Written task: Return, word for word, the lines of the records starting at the line that contains "Where can you spot the brown fallen" and ending at the line that contains "842], [168, 648]]", including both of those lines.
# Start of Data shown
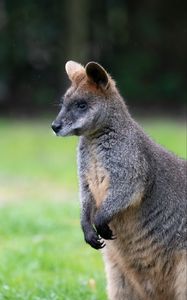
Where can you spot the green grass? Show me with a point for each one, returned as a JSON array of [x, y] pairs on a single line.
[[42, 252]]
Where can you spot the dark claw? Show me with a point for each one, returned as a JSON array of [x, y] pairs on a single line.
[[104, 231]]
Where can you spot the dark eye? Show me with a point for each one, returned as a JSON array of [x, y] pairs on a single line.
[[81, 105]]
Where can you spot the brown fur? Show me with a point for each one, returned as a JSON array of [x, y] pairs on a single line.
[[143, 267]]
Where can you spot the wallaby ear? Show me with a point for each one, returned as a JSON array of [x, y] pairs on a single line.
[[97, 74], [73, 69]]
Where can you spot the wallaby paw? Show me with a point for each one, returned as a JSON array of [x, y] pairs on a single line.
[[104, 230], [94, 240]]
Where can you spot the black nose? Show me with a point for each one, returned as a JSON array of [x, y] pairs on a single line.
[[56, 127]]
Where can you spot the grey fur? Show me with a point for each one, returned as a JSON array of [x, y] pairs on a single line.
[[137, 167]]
# End of Data shown
# Start of Data shown
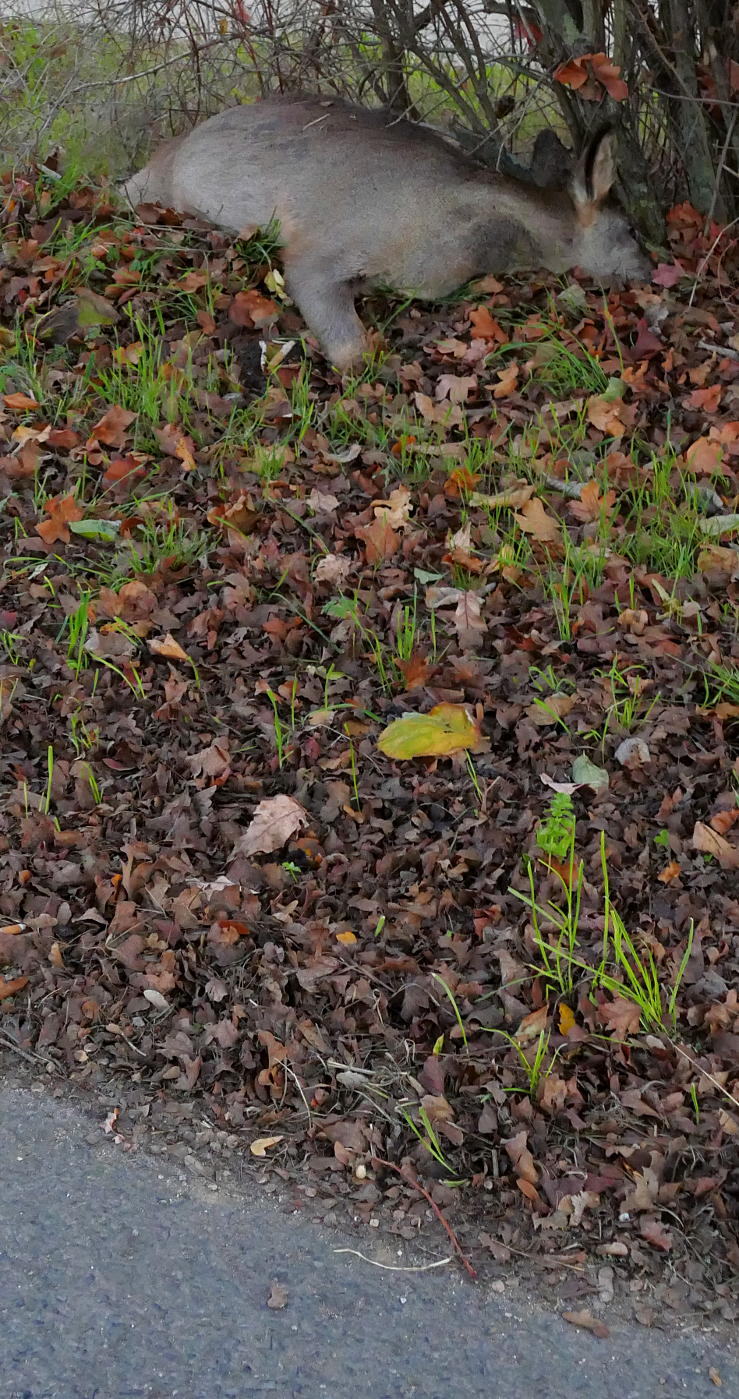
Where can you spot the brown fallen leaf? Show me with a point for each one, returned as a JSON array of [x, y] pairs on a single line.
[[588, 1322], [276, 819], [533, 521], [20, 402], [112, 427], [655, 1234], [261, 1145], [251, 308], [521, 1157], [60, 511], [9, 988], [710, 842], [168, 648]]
# End of Data shown
# Start of Data shown
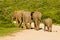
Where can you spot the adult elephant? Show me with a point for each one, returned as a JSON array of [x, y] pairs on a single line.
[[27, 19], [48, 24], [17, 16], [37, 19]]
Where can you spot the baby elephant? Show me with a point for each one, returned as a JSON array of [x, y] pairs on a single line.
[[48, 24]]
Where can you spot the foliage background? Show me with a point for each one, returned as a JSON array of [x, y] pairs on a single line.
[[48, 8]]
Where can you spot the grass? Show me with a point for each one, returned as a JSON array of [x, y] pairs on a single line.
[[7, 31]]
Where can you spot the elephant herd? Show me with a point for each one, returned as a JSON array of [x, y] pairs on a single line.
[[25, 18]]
# End of Data shown
Complete response:
Where can you spot the brown fallen leaf? Show me with a point for each one, returned as a JSON array of [x, y] pairs on a single line.
[[588, 1322], [276, 819], [533, 521], [20, 402], [112, 427], [655, 1234], [261, 1145], [251, 308], [521, 1157], [60, 511], [9, 988], [710, 842], [168, 648]]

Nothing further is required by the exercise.